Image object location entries
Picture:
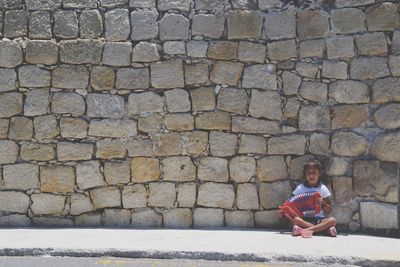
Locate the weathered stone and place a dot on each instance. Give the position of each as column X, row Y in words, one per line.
column 242, row 168
column 128, row 78
column 244, row 24
column 340, row 47
column 46, row 127
column 11, row 201
column 117, row 53
column 270, row 169
column 260, row 76
column 226, row 72
column 144, row 24
column 145, row 169
column 47, row 204
column 162, row 195
column 117, row 172
column 347, row 20
column 218, row 120
column 252, row 144
column 274, row 194
column 39, row 152
column 282, row 50
column 65, row 24
column 349, row 116
column 80, row 203
column 106, row 197
column 57, row 179
column 386, row 90
column 21, row 176
column 208, row 25
column 110, row 149
column 177, row 218
column 74, row 151
column 213, row 169
column 41, row 52
column 366, row 68
column 216, row 195
column 10, row 54
column 383, row 17
column 70, row 77
column 117, row 25
column 349, row 92
column 373, row 212
column 88, row 174
column 186, row 195
column 134, row 196
column 81, row 51
column 314, row 117
column 40, row 25
column 21, row 128
column 73, row 128
column 174, row 27
column 334, row 69
column 146, row 218
column 91, row 24
column 112, row 128
column 117, row 217
column 348, row 144
column 203, row 98
column 208, row 218
column 167, row 74
column 251, row 125
column 105, row 105
column 386, row 147
column 312, row 24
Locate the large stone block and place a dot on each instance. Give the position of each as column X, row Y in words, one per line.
column 216, row 195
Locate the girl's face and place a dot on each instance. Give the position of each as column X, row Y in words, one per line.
column 312, row 176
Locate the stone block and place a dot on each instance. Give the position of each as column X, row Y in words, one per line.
column 213, row 169
column 57, row 179
column 260, row 76
column 117, row 25
column 145, row 169
column 216, row 195
column 348, row 144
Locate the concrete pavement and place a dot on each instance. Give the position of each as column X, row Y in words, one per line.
column 219, row 244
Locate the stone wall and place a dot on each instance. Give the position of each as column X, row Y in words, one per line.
column 196, row 113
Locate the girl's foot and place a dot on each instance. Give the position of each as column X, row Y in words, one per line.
column 296, row 231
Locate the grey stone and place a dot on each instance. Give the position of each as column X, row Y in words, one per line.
column 260, row 76
column 117, row 53
column 66, row 24
column 208, row 25
column 70, row 77
column 146, row 52
column 68, row 103
column 313, row 117
column 216, row 195
column 232, row 100
column 33, row 76
column 128, row 78
column 244, row 24
column 340, row 47
column 117, row 25
column 174, row 27
column 144, row 24
column 348, row 144
column 40, row 25
column 167, row 74
column 104, row 105
column 91, row 24
column 10, row 54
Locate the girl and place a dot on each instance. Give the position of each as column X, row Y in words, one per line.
column 312, row 171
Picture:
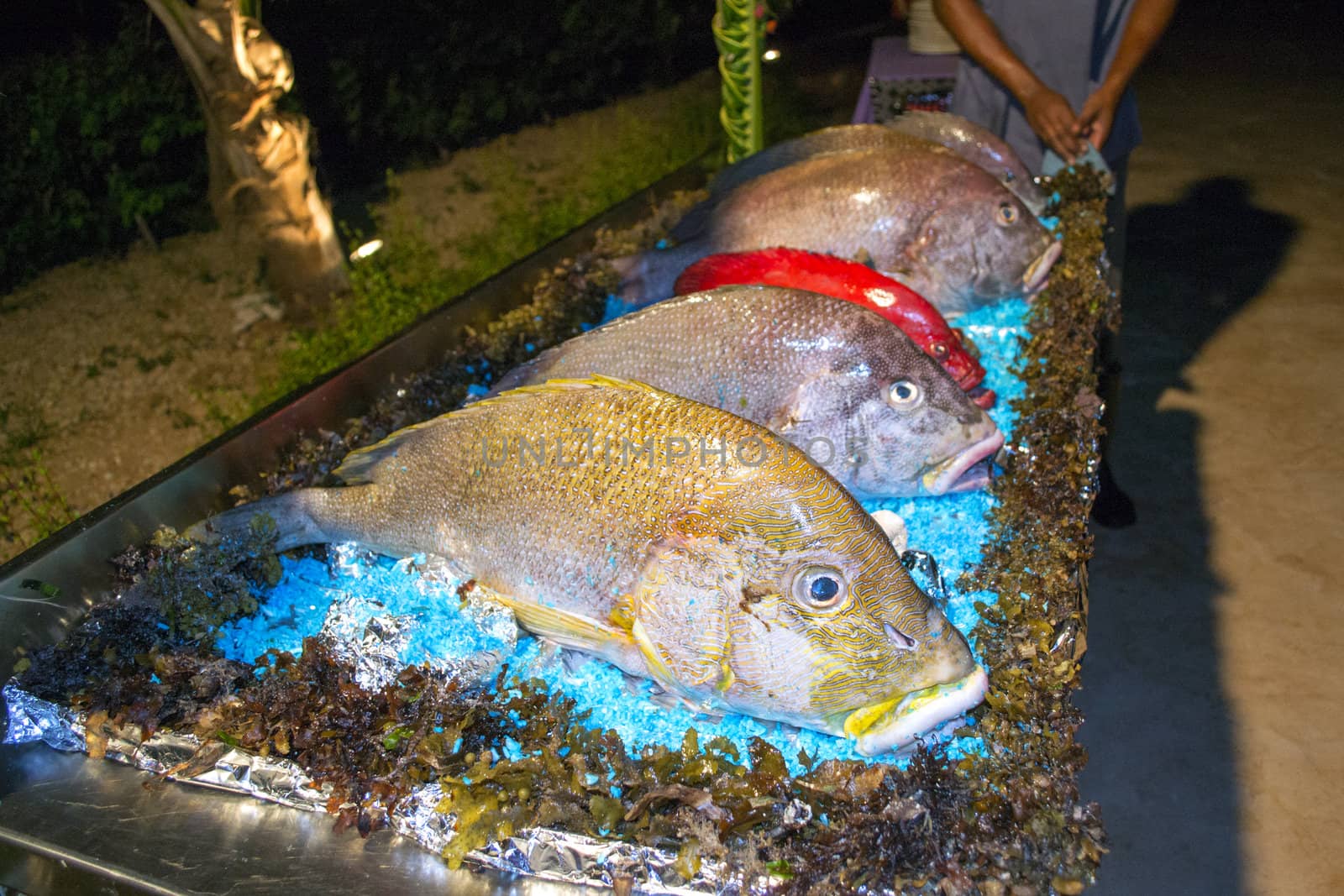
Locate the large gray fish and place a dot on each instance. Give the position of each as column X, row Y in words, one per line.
column 736, row 574
column 931, row 219
column 976, row 145
column 831, row 376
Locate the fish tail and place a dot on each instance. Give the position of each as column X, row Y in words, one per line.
column 292, row 513
column 649, row 277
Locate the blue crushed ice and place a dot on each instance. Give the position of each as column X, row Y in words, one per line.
column 952, row 528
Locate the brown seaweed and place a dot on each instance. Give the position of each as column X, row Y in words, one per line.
column 1005, row 821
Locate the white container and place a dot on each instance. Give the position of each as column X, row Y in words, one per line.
column 927, row 36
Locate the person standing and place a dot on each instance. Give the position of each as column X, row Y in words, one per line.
column 1054, row 76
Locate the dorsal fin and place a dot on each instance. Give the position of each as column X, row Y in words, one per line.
column 360, row 465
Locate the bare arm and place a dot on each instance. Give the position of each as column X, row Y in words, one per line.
column 1147, row 23
column 1047, row 112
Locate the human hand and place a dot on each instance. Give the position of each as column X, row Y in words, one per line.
column 1054, row 121
column 1095, row 118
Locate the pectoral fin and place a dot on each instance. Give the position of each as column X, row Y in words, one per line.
column 682, row 605
column 575, row 631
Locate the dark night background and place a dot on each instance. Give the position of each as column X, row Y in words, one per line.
column 101, row 123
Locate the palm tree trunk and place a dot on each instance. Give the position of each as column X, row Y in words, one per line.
column 260, row 172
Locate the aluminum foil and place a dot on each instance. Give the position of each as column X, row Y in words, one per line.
column 30, row 719
column 541, row 852
column 179, row 757
column 375, row 644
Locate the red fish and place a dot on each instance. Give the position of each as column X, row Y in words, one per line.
column 855, row 282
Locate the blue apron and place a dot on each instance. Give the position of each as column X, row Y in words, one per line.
column 1070, row 46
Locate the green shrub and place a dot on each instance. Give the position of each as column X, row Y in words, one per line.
column 93, row 139
column 407, row 280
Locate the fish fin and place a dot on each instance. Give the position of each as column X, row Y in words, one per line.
column 564, row 627
column 575, row 660
column 649, row 277
column 558, row 387
column 289, row 512
column 696, row 221
column 360, row 465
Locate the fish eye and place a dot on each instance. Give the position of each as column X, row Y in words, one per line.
column 819, row 587
column 904, row 396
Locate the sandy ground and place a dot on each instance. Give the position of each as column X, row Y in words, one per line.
column 114, row 369
column 1216, row 625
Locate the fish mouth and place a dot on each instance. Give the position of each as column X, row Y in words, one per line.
column 897, row 723
column 968, row 470
column 1035, row 277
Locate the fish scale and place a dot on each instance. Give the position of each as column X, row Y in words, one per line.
column 927, row 217
column 810, row 367
column 671, row 569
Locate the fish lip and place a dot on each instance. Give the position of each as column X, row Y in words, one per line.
column 920, row 711
column 1039, row 269
column 951, row 476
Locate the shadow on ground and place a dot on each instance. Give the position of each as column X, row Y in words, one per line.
column 1159, row 727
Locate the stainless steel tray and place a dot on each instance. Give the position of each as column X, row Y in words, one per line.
column 71, row 825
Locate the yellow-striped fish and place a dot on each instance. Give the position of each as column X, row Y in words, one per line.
column 676, row 540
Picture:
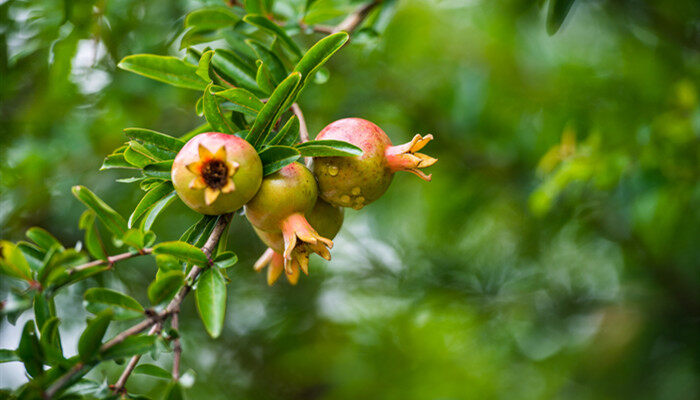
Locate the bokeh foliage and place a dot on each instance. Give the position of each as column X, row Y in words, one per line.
column 554, row 254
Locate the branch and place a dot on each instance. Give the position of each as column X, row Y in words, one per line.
column 154, row 319
column 110, row 260
column 177, row 347
column 303, row 130
column 173, row 307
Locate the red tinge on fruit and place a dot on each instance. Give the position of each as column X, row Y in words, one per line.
column 357, row 181
column 279, row 208
column 404, row 157
column 325, row 219
column 215, row 173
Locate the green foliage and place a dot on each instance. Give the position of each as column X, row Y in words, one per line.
column 554, row 254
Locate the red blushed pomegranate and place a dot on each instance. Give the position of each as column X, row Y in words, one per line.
column 325, row 218
column 215, row 173
column 357, row 181
column 280, row 206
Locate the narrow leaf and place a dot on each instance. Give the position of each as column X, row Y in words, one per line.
column 113, row 221
column 328, row 148
column 275, row 158
column 183, row 251
column 243, row 101
column 152, row 370
column 161, row 140
column 12, row 261
column 272, row 110
column 153, row 196
column 288, row 135
column 160, row 170
column 264, row 23
column 211, row 301
column 131, row 346
column 317, row 55
column 42, row 238
column 112, row 298
column 165, row 286
column 213, row 113
column 211, row 18
column 170, row 70
column 91, row 339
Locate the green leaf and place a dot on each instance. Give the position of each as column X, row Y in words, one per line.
column 288, row 135
column 196, row 36
column 114, row 222
column 213, row 113
column 264, row 23
column 275, row 158
column 93, row 242
column 42, row 309
column 211, row 300
column 243, row 101
column 165, row 286
column 161, row 140
column 558, row 10
column 51, row 342
column 12, row 261
column 234, row 69
column 271, row 61
column 153, row 196
column 328, row 148
column 226, row 259
column 272, row 110
column 211, row 18
column 91, row 339
column 152, row 370
column 183, row 251
column 160, row 170
column 7, row 355
column 131, row 346
column 317, row 55
column 205, row 65
column 112, row 298
column 157, row 208
column 42, row 238
column 113, row 161
column 263, row 78
column 170, row 70
column 29, row 350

● **Your task**
Copy out, character for character, the lines from the one with "Locate the fish scale" to the one with "column 676, row 540", including both of those lines.

● **Exercise answer**
Locate the fish scale and place a dot on each instance. Give the position of each as column X, row Y in words, one per line.
column 927, row 217
column 810, row 367
column 671, row 569
Locate the fish lip and place a dot on each instance. Give the position of each as column X, row Y in words, one per line.
column 920, row 711
column 1039, row 269
column 951, row 476
Locate the shadow on ground and place a dot on each instance. Give the position of each as column X, row Y in words, one per line.
column 1159, row 727
Locate the stainless steel tray and place a dot on each instance. Give the position of each as column X, row Y in words, one per line.
column 71, row 825
Locate the yellow-striped fish and place a dot on each instance. Give the position of each as column X, row Y in words, one per line.
column 676, row 540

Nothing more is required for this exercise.